→ Directions:
**a.** In the essay about reading Dr. Seuss with an adopted daughter, what did the writer's mom make for breakfast on March 2?
**b.** Transcribe the passage of the Dr. Seuss and adoption essay that opens with the words containing "Dr. Seuss has" and closes with "a young adult.".
**c.** Go on with the essay about Dr. Seuss and adoption, starting after its last sentence.

"Just Call Me Horton"

A beloved children's book sparked a discussion with my daughter about her birth mother and her adoption story — one I hope will be the first of many.

Reading children's books about adoption

Dr. Seuss has always had a magical quality to me. I remember reading and re-reading many of his books as a child, imagining snow days brightened by strangers, no parents, and a machine that cleaned up after me. On March 2, the Doc’s birthday, my mom would make us green eggs for breakfast and we’d all wish him happiness.

In high school he was still cool. We studied his political views and the hidden messages in books like Yertle the Turtle. And I cried when my parents presented me with Oh, the Places You’ll Go!, when I ventured into the world as a young adult.

And then, last night with my daughter, the magic returned.

→ Information:
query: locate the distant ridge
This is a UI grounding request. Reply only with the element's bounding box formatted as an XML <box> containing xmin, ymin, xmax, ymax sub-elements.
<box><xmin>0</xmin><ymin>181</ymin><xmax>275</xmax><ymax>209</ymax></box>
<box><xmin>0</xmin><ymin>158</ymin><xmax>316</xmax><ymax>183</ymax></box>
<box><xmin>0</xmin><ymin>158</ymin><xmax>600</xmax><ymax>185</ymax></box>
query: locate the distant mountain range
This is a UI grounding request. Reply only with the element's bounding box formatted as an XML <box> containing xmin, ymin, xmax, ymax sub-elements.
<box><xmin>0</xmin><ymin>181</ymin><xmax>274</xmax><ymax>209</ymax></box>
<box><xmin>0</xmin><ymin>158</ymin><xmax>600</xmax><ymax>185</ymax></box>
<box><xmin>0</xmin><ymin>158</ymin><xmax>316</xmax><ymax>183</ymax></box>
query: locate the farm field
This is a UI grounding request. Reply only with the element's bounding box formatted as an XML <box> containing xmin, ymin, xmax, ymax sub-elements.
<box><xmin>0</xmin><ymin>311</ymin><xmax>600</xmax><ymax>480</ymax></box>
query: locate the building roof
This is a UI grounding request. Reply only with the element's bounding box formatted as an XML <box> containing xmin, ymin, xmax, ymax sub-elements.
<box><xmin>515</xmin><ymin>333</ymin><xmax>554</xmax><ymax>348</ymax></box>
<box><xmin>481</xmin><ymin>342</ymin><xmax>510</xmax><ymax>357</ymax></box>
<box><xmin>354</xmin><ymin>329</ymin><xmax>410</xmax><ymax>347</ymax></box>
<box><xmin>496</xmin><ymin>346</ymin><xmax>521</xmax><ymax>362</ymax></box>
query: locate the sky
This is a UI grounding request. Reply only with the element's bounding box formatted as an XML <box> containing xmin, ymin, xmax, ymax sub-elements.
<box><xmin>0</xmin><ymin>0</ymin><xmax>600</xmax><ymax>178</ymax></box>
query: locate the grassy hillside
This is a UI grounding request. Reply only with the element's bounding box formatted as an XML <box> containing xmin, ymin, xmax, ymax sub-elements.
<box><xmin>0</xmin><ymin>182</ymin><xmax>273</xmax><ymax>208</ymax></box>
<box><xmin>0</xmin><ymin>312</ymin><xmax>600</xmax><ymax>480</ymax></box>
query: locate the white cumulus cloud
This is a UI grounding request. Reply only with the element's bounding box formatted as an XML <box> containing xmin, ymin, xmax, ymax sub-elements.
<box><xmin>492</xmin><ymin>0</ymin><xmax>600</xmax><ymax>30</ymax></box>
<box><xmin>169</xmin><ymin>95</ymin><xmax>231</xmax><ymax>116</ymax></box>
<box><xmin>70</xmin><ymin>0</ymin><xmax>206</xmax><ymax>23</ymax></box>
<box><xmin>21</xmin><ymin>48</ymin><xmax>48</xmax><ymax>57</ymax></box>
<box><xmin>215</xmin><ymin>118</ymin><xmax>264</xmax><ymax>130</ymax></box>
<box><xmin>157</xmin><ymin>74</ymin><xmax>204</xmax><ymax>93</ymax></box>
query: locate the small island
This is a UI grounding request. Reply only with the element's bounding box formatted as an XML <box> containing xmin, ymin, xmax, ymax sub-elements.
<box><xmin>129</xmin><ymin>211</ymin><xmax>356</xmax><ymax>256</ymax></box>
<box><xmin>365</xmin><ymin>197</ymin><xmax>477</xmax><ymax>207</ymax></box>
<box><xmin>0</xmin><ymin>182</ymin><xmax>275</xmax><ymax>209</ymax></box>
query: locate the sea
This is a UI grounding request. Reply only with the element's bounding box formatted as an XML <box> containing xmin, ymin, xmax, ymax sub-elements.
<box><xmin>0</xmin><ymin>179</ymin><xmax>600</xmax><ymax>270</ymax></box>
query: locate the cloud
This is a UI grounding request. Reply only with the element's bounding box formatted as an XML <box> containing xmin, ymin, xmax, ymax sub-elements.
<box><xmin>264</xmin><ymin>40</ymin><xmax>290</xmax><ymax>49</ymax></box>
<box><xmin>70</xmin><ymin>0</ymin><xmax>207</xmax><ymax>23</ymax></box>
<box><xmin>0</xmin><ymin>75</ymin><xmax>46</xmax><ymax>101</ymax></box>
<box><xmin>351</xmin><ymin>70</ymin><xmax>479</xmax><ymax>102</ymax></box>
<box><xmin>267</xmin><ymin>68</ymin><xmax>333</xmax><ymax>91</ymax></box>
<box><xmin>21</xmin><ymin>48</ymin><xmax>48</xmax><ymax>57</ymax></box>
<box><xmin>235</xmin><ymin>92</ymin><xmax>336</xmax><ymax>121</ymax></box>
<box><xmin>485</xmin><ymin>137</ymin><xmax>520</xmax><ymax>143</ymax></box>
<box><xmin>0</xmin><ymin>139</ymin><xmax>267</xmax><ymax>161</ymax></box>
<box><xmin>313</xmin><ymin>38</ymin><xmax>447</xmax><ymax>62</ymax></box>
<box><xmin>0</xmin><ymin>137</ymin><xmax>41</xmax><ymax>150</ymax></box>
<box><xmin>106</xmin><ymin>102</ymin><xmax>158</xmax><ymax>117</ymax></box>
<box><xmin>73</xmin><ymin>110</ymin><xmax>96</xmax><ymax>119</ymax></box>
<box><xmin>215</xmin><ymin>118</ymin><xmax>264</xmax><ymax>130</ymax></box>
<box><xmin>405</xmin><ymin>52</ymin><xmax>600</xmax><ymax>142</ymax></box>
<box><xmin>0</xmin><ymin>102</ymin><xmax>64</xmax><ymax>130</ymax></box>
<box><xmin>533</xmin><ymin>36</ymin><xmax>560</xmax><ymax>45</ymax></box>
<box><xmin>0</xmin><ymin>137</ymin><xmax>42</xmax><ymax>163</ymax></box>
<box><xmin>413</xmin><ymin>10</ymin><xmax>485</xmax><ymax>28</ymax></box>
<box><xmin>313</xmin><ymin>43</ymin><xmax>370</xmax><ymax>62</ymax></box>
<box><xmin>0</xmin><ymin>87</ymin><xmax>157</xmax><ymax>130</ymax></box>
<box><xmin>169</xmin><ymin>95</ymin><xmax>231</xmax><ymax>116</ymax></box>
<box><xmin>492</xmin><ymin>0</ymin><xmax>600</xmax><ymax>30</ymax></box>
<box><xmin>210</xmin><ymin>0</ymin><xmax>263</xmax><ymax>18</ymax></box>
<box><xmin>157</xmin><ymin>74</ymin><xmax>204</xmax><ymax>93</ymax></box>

→ Outputs in order:
**a.** Green eggs.

**b.**
Dr. Seuss has always had a magical quality to me. I remember reading and re-reading many of his books as a child, imagining snow days brightened by strangers, no parents, and a machine that cleaned up after me. On March 2, the Doc’s birthday, my mom would make us green eggs for breakfast and we’d all wish him happiness.

In high school he was still cool. We studied his political views and the hidden messages in books like Yertle the Turtle. And I cried when my parents presented me with Oh, the Places You’ll Go!, when I ventured into the world as a young adult.

**c.**
I had recently pulled out all the Dr. Seuss books we have, in celebration of his birthday. As we made our way through them, three-year-old Laila, adopted about six months ago from foster care, fell in love with Horton Hatches the Egg. At this point, I can read it without glancing at the words on most pages!

I have noticed this recurring theme in our home — my kids are drawn to children’s books about adoption and movies that reflect the pain of their own stories, like Despicable Me, Kung Fu Panda, and Lilo and Stitch. Although none of them have said, “Look, he was an orphan and adopted, like me!” the connection they feel is undeniable. These stories reflect of a piece of themselves they have not yet fully discovered (my oldest child through adoption is only five), but seem to feel viscerally.

As foster and adoptive parents, we walk a fine line between truth telling and compassion, hope and reality, forgiveness and wisdom. It’s a rough place to be. A lot of times we want to idealize our kiddos’ biological parents for them, to protect them from the truth. But I’ve realized that they know. We all, instinctively, know our stories. And if we try to sugar coat our children’s stories, to protect their precious hearts, we will lose their trust.

They want us to acknowledge the hand they’ve been dealt. It is not fair. And we are not able to bring them true healing and hope if we’re not willing to admit it.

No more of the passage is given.